### [EXERCISE PASSAGE]
....................
Respondent also challenges the circuit court's finding that reasonable efforts were made to prevent LC's removal from respondent's care and custody. See MCR 3.965(D)(1). Our review of the record does not support respondent's argument. Respondent stated that her final option was to have LC live with his father in North Carolina if she could not make other living arrangements before school began in early September. Case worker Couls assisted respondent in locating suitable housing and explored other alternatives with her. The attempts of both case workers and respondent to locate relatives who would be willing to care for LC were unsuccessful. Respondent acknowledged to the case workers that she was unable to provide housing for LC and requested that he be placed in temporary foster care. The court adjourned the preliminary hearing for two weeks to give respondent and petitioner additional time to secure suitable housing. At the reconvened preliminary hearing, respondent was still unemployed and staying at the same shelter that would not accept teenage males.

Reviewing the record as a whole, and giving deference to the court's special opportunity to judge the credibility of the witnesses, In re Miller, 433 Mich 331, 337; 445 NW2d 161 (1989), we cannot conclude that the circuit court erred by authorizing the petition and granting petitioner temporary custody of LC pending adjudication.

III

Lastly, respondent challenges the circuit court's determination that LC came within its jurisdiction under MCL 712A.2(b). We disagree.
....................
### [EXTRACTED MATERIAL]
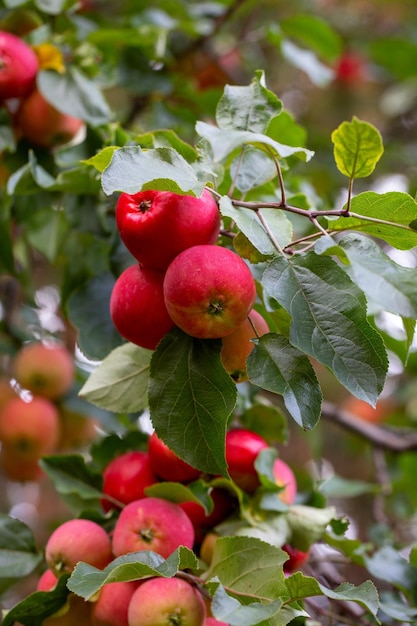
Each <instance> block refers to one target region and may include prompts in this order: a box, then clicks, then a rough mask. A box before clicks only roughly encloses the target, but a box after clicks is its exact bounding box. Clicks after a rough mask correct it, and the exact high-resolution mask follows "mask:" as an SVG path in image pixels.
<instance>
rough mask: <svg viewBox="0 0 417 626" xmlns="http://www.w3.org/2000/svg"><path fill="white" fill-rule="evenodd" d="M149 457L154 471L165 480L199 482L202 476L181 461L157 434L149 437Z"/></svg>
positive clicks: (199, 471) (154, 472)
mask: <svg viewBox="0 0 417 626" xmlns="http://www.w3.org/2000/svg"><path fill="white" fill-rule="evenodd" d="M148 455H149V462H150V465H151V468H152V471H153V472H154V473H155V474H156V475H157V476H159V478H162V479H163V480H169V481H172V482H178V483H187V482H191V481H193V480H197V478H198V477H199V476H200V474H201V472H200V470H198V469H196V468H195V467H192V466H191V465H188V463H186V462H185V461H183V460H182V459H180V458H179V457H178V456H177V455H176V454H175V452H173V451H172V450H171V449H170V448H169V447H168V446H167V445H166V444H165V443H164V442H163V441H162V439H160V438H159V437H158V435H157V434H156V432H153V433H152V435H151V436H150V437H149V440H148Z"/></svg>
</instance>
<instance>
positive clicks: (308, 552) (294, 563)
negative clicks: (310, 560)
mask: <svg viewBox="0 0 417 626" xmlns="http://www.w3.org/2000/svg"><path fill="white" fill-rule="evenodd" d="M282 549H283V550H284V551H285V552H286V553H287V554H288V556H289V559H288V560H287V561H285V563H284V565H283V569H284V572H286V573H287V574H291V573H292V572H294V571H295V570H297V569H300V567H301V566H302V565H303V564H304V563H305V562H306V561H307V559H308V557H309V551H307V552H304V551H303V550H298V549H297V548H294V547H293V546H291V545H290V544H289V543H286V544H284V545H283V546H282Z"/></svg>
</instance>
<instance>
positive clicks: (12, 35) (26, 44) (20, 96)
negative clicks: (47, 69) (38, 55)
mask: <svg viewBox="0 0 417 626" xmlns="http://www.w3.org/2000/svg"><path fill="white" fill-rule="evenodd" d="M38 68H39V65H38V58H37V56H36V54H35V52H34V51H33V50H32V48H31V47H30V46H29V45H28V44H27V43H26V42H25V41H23V39H21V38H20V37H17V36H16V35H13V34H12V33H8V32H6V31H0V100H7V99H8V98H23V97H25V96H27V94H28V93H29V92H30V91H31V90H32V88H33V87H34V85H35V80H36V74H37V72H38Z"/></svg>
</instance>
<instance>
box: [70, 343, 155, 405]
mask: <svg viewBox="0 0 417 626" xmlns="http://www.w3.org/2000/svg"><path fill="white" fill-rule="evenodd" d="M151 357H152V352H151V351H150V350H145V349H143V348H140V347H139V346H135V345H134V344H132V343H126V344H124V345H122V346H119V347H118V348H115V349H114V350H112V351H111V352H110V354H109V355H108V356H106V358H105V359H103V361H102V362H101V363H100V365H98V366H97V367H96V369H95V370H93V372H92V373H91V374H90V376H89V378H88V379H87V381H86V383H85V384H84V386H83V387H82V389H81V390H80V392H79V395H80V396H81V397H82V398H85V399H86V400H88V401H89V402H92V403H93V404H96V405H97V406H99V407H101V408H102V409H107V410H108V411H114V412H115V413H139V412H140V411H142V410H143V409H145V408H146V407H147V405H148V395H147V394H148V380H149V367H150V361H151Z"/></svg>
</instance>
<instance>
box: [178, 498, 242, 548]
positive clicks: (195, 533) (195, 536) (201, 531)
....................
### [PROBLEMS TO WORK ON]
- 1) List every statute, court rule, and case that the custody opinion excerpt cites.
- 2) Write a continuation of the custody opinion excerpt, beginning after its final sentence, "We disagree."
The data has no connection to the custody opinion excerpt.

### [ANSWERS FOR THE EXERCISE]
- 1)
MCR 3.965(D)(1)
In re Miller, 433 Mich 331, 337; 445 NW2d 161 (1989)
MCL 712A.2(b)

- 2)
In juvenile proceedings, the circuit court "obtains jurisdiction over the matter once a petition is filed and the court has authorized the petition after conducting a preliminary inquiry." In re AP, 283 Mich App 574, 593; 770 NW2d 403 (2009). Even if the court has jurisdiction over the matter, however, "the child will not come under the court's jurisdiction and become a ward of the court until the court holds an adjudication on the merits of the allegations in the petition and finds by a preponderance of evidence that there is factual support for permitting judicial intervention." Id.

We review for clear error the circuit court's decision to exercise jurisdiction over a child in a child protective proceeding. BZ, 264 Mich App at 295. At least one of the statutory grounds set forth in MCL 712A.2(b) must be proven by a preponderance of the evidence at a trial or by a plea. In re SLH, 277 Mich App 662, 669; 747 NW2d 547 (2008).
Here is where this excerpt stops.